## [Requirement]
Print, without any change, the part of the lines that opens with the line containing "Exercise. Point out the blurry" and closes with the line containing "point(173, 159)", both of those lines included.
------ Excerpted records
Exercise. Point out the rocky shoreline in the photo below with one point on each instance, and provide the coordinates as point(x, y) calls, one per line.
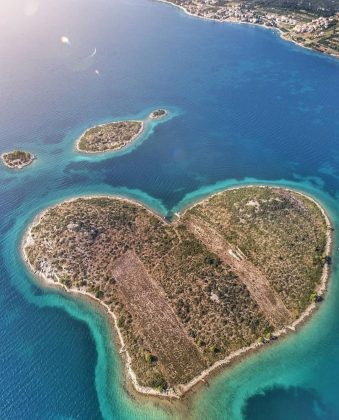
point(182, 389)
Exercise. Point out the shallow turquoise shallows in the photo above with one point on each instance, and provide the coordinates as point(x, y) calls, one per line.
point(245, 107)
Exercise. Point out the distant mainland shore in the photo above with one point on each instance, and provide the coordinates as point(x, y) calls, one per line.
point(316, 29)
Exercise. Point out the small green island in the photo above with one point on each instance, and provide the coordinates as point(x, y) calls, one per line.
point(115, 135)
point(17, 159)
point(227, 276)
point(158, 113)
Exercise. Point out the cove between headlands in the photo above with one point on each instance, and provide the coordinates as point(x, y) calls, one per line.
point(192, 295)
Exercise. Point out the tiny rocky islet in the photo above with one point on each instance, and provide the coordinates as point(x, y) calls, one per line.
point(229, 274)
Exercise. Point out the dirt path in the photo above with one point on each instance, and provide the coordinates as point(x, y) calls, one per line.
point(156, 321)
point(256, 283)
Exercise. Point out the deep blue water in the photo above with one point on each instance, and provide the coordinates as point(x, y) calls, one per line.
point(245, 106)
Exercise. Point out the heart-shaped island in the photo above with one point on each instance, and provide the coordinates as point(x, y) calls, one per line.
point(228, 275)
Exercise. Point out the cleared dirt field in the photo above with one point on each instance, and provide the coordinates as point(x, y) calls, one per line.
point(155, 320)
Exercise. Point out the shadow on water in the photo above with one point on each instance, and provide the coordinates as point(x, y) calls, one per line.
point(293, 403)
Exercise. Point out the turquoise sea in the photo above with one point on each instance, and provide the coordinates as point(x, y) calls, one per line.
point(246, 107)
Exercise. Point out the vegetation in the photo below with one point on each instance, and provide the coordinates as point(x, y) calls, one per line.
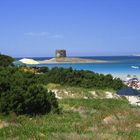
point(80, 120)
point(24, 96)
point(20, 93)
point(5, 60)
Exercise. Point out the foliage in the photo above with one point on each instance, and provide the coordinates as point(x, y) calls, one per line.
point(20, 93)
point(5, 60)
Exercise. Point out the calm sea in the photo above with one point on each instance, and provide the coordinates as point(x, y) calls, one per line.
point(119, 66)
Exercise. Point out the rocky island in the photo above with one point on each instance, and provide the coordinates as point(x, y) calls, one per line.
point(61, 58)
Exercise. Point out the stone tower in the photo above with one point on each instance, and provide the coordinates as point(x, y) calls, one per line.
point(60, 53)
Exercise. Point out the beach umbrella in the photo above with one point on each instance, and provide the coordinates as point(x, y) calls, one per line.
point(128, 92)
point(29, 61)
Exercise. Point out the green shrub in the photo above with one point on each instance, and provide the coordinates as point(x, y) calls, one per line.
point(6, 60)
point(20, 93)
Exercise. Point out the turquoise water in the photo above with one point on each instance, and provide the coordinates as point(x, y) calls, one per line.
point(119, 66)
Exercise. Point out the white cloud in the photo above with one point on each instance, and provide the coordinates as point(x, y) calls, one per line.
point(44, 34)
point(36, 34)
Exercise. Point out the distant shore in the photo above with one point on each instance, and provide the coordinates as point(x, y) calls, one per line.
point(67, 60)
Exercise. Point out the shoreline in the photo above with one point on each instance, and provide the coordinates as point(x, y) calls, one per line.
point(67, 60)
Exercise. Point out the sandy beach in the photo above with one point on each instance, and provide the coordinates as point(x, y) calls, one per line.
point(70, 60)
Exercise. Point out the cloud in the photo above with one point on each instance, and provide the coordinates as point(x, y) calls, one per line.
point(57, 36)
point(44, 34)
point(36, 34)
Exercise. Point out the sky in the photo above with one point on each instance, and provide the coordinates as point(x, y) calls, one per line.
point(36, 28)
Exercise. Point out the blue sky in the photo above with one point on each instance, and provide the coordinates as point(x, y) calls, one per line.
point(82, 27)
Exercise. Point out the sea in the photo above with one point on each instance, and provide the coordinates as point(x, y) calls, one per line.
point(117, 66)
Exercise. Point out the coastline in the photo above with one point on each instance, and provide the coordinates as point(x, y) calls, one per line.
point(67, 60)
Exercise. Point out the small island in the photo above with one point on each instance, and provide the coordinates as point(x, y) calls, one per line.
point(61, 58)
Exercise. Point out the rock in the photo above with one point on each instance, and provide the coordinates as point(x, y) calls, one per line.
point(110, 120)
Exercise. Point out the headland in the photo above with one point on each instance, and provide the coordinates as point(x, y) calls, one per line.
point(61, 58)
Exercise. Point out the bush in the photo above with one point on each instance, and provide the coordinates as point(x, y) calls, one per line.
point(20, 93)
point(6, 60)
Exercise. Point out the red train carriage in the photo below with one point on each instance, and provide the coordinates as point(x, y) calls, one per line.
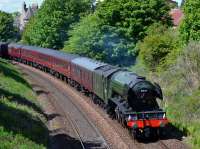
point(14, 51)
point(57, 61)
point(3, 50)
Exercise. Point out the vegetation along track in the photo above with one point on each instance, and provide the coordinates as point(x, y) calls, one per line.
point(116, 136)
point(84, 129)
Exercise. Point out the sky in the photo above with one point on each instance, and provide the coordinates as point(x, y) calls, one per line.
point(16, 5)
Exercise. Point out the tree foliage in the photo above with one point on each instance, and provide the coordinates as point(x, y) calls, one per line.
point(7, 30)
point(89, 38)
point(133, 18)
point(160, 45)
point(50, 25)
point(190, 28)
point(111, 32)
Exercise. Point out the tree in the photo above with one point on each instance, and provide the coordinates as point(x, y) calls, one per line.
point(111, 32)
point(133, 18)
point(102, 42)
point(7, 30)
point(49, 27)
point(159, 48)
point(190, 27)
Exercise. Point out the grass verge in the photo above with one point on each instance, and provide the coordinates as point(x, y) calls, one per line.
point(22, 122)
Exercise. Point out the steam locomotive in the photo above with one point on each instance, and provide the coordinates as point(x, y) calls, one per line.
point(126, 96)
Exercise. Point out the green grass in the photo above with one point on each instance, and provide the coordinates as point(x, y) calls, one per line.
point(181, 89)
point(22, 122)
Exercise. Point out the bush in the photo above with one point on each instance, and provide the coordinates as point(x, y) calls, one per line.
point(158, 47)
point(181, 89)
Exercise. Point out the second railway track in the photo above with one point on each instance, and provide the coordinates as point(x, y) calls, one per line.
point(115, 136)
point(84, 129)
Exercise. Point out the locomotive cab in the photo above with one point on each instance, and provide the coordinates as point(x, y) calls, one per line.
point(148, 119)
point(142, 96)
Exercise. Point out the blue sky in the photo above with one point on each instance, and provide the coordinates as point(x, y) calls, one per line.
point(16, 5)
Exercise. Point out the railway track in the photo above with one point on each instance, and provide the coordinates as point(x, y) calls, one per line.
point(90, 139)
point(76, 126)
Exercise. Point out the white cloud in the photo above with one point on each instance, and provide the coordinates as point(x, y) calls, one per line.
point(15, 5)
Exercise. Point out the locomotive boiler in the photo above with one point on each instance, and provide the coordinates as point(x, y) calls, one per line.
point(126, 96)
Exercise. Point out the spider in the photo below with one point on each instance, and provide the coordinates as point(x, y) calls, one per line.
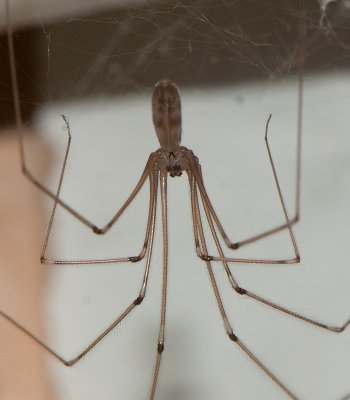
point(173, 160)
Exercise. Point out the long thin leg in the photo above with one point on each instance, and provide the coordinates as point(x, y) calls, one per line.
point(24, 168)
point(127, 311)
point(197, 226)
point(137, 258)
point(240, 290)
point(161, 336)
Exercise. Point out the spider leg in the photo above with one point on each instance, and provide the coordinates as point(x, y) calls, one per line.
point(161, 336)
point(197, 226)
point(289, 221)
point(211, 215)
point(136, 302)
point(240, 290)
point(24, 168)
point(139, 257)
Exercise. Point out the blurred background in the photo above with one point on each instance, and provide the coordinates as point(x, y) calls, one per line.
point(235, 62)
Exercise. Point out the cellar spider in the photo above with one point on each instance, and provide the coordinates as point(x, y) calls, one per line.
point(174, 160)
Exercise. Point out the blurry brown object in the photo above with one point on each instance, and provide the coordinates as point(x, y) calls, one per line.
point(23, 370)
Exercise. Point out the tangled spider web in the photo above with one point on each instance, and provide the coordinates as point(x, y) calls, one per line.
point(250, 48)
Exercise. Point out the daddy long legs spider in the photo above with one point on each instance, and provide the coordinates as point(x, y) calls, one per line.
point(173, 159)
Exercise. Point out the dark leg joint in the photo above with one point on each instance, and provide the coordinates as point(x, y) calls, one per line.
point(233, 337)
point(240, 290)
point(160, 347)
point(138, 301)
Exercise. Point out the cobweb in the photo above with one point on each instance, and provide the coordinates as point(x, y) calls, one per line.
point(235, 62)
point(191, 42)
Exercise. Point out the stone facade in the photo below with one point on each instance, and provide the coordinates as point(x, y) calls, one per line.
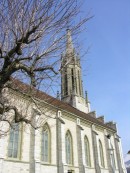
point(101, 154)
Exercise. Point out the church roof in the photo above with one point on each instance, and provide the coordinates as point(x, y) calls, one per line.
point(25, 88)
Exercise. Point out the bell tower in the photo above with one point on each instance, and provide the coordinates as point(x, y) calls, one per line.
point(71, 80)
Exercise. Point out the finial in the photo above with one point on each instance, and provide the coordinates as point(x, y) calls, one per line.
point(58, 95)
point(69, 46)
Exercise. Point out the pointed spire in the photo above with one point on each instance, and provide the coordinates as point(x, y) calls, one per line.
point(58, 95)
point(69, 46)
point(86, 97)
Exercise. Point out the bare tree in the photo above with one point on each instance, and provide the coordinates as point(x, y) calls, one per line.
point(32, 37)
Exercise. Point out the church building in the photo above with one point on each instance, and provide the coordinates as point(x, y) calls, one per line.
point(70, 139)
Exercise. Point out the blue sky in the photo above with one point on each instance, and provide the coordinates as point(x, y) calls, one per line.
point(106, 68)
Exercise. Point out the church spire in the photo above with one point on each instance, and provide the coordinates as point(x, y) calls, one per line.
point(71, 78)
point(69, 44)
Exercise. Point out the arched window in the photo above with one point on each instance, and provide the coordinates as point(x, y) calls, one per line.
point(112, 157)
point(87, 151)
point(101, 154)
point(69, 148)
point(45, 146)
point(14, 142)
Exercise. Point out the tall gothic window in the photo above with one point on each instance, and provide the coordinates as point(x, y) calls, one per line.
point(87, 151)
point(14, 142)
point(69, 148)
point(101, 154)
point(45, 146)
point(112, 157)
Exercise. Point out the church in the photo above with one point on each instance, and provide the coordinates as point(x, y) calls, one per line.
point(70, 139)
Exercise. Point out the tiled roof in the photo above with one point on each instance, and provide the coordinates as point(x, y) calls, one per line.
point(25, 88)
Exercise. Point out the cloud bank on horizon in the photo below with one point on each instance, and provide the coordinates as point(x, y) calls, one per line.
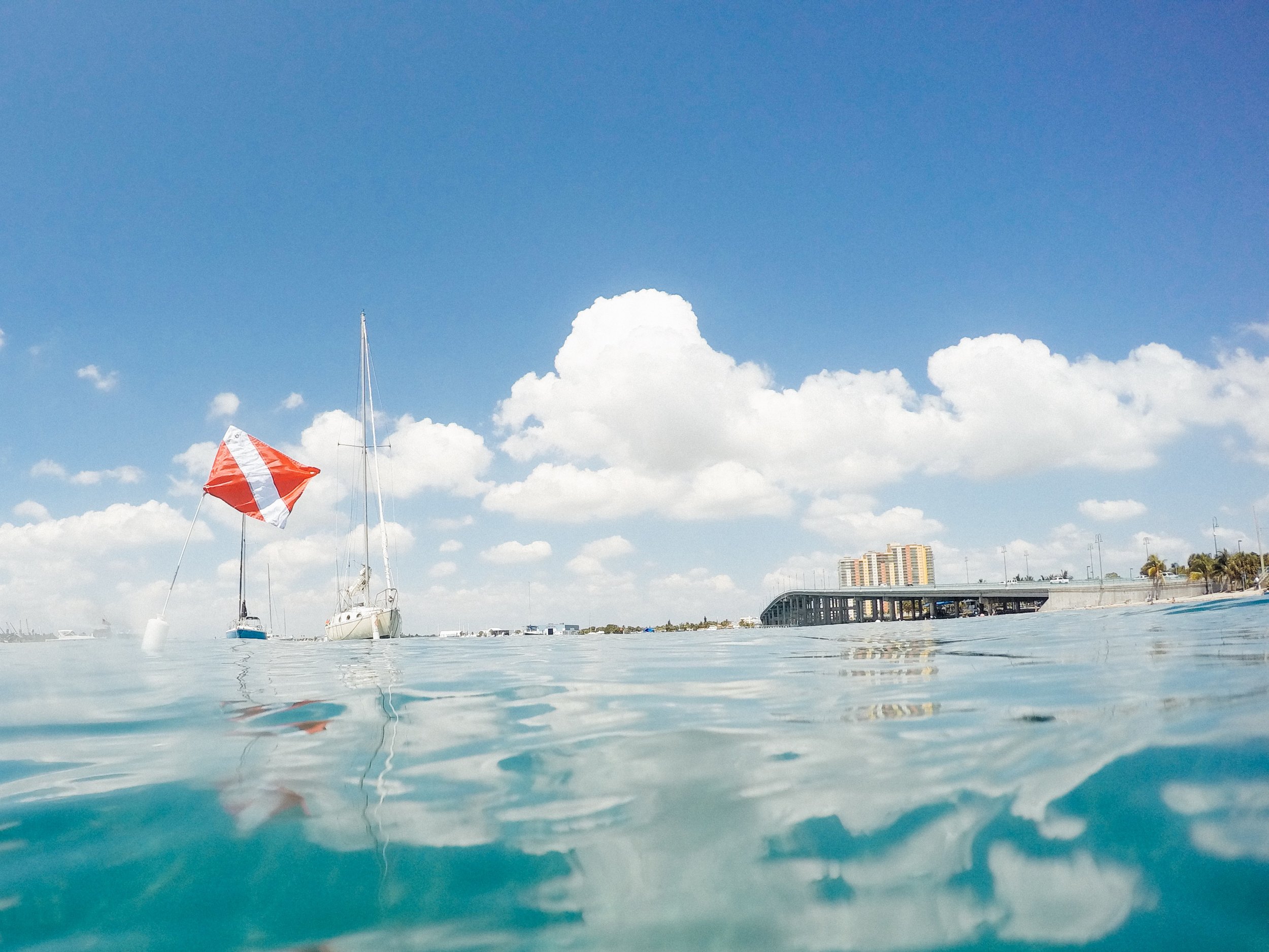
------------
## [Written response]
Exercise. Point out the blurry brown object in the photo above with one point on each instance, and provide the coordinates as point(x, y) calls, one per line.
point(23, 370)
Exercise. Point out the tangled spider web in the photo above with one point on each instance, and provide the coordinates as point(x, y) calls, one per line.
point(250, 48)
Exercise. Point out the daddy long legs spider in the photo above with one point on each instance, and provide the coordinates as point(x, y) calls, one per line.
point(173, 159)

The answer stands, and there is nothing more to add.